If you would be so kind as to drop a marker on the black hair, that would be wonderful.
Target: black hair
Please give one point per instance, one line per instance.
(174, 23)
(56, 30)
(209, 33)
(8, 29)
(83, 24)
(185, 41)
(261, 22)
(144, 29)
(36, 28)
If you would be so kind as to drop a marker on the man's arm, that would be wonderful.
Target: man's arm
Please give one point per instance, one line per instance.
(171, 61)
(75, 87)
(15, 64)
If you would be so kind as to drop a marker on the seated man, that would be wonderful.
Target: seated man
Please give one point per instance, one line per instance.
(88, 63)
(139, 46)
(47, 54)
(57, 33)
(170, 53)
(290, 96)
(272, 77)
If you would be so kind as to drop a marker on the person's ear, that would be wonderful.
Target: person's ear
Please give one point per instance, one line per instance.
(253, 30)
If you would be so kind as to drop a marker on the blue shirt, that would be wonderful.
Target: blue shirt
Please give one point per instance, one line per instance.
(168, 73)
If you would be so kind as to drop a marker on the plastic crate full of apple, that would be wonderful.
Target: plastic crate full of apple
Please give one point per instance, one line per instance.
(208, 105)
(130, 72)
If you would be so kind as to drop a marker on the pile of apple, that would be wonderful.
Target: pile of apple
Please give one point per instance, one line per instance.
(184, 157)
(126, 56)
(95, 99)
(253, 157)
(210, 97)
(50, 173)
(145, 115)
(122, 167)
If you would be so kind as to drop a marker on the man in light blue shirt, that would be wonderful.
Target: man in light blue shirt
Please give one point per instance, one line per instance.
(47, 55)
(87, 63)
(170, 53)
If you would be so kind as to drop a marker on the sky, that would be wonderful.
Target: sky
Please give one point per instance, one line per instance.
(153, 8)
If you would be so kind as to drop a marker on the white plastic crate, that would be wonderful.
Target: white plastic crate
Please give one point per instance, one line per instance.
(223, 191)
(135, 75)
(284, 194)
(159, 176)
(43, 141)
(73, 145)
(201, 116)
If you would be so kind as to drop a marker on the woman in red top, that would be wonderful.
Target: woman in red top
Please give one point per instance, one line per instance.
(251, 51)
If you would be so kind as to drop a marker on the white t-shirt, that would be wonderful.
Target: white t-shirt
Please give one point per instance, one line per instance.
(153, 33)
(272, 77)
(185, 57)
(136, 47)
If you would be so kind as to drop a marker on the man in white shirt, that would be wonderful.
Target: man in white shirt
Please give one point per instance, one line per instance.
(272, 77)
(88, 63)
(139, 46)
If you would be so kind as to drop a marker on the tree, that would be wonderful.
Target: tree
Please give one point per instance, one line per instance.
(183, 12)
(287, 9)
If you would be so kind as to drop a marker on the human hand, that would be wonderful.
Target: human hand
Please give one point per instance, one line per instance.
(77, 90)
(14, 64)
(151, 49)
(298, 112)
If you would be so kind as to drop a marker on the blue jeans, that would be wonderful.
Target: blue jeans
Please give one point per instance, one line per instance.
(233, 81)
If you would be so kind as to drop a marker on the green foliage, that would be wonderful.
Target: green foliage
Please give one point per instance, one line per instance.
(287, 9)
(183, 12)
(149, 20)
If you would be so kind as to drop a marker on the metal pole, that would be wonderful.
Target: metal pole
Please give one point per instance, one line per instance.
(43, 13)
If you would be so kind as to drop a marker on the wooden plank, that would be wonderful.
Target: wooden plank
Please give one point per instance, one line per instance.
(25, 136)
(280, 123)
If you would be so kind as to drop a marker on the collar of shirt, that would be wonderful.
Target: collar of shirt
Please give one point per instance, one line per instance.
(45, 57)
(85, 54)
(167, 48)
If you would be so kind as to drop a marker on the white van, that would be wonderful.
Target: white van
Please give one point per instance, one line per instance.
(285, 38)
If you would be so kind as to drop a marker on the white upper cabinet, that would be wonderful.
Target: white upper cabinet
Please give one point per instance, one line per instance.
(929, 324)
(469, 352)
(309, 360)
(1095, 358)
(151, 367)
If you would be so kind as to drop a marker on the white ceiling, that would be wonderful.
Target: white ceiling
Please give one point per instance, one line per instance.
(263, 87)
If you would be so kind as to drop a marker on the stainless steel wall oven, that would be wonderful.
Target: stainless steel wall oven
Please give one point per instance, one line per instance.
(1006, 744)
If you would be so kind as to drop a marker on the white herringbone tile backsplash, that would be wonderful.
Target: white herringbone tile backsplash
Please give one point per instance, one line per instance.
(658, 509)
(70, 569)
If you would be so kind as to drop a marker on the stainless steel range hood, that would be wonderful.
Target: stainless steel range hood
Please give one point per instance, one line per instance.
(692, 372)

**Your objective:** From the line containing "of shirt, that would be wonderful." through the closing line of the material above, return every line exactly and omit all others.

**Result of this task:**
If you would be so kind as to drop a marker on the collar of shirt, that would be wonderful.
Target: collar of shirt
Please give one point per instance, one line per instance.
(45, 57)
(85, 54)
(167, 48)
If you would be so kind as to drop a marker on the white van, that would be wonderful.
Target: white van
Please give one point per instance, one line per instance.
(285, 38)
If you would be so kind as to drop a marker on the white upper cabinet, that would be wonderful.
Target: white upper cabinet
Please give one point per instance, one line per instance.
(929, 324)
(469, 352)
(309, 360)
(1095, 358)
(151, 367)
If you would be so kind as to drop a marker on the white ceiling, that would be wonderful.
Target: white ceiling
Please give one point per instance, one line per instance.
(263, 87)
If you would be so kind as to drop a marker on the stainless steel wall oven, that would be wonderful.
Target: stainless steel wall oven
Please give one point per instance, one line per instance.
(1006, 744)
If you would be so kind as to drop a marker on the white herringbone tile backsplash, that would be wonderful.
Target: white herringbone tile backsplash
Please give one point per instance, one line per instance.
(658, 509)
(70, 569)
If you would be so kind as to drop a marker on the stainless steel range hood, that would be wonderful.
Target: stainless steel range hood
Please give one point per instance, one line per instance.
(692, 372)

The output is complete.